Task to complete:
Rewrite the records as a Markdown table with columns No. and Line, one row per line with blank lines left out, covering everything from the line containing "Each instance of the blue sky" down to the line containing "x=569, y=100", both included.

Recorded data:
────────────────

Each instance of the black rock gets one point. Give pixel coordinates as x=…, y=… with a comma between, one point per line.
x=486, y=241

────────────────

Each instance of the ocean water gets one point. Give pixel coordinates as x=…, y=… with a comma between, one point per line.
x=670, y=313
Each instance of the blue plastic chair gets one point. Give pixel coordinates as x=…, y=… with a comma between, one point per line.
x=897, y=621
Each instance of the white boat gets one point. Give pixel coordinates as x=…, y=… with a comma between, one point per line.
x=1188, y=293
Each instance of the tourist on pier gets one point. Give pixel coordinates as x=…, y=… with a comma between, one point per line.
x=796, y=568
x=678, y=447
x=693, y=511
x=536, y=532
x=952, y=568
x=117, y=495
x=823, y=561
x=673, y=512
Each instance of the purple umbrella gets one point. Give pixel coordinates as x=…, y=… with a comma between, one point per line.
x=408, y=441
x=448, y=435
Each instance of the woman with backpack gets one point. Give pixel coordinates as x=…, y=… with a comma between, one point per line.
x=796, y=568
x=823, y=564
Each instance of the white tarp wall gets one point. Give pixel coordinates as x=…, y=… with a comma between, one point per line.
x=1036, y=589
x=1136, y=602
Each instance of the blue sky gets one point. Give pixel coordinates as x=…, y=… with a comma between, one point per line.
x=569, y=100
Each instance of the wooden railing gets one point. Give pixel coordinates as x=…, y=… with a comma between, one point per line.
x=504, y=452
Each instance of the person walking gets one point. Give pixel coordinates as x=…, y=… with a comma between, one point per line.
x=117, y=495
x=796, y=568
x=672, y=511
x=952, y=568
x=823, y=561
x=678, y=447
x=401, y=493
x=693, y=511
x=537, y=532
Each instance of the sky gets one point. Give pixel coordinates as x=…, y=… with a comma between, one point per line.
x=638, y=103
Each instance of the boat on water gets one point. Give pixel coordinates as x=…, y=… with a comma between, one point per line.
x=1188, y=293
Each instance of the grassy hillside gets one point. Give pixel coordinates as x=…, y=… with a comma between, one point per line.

────────────────

Exercise response:
| No. | Line |
|---|---|
| 1 | Each instance of the blue sky gets one point. Give pixel coordinates as x=…, y=… with a comma between, one point per line. |
| 2 | x=569, y=100 |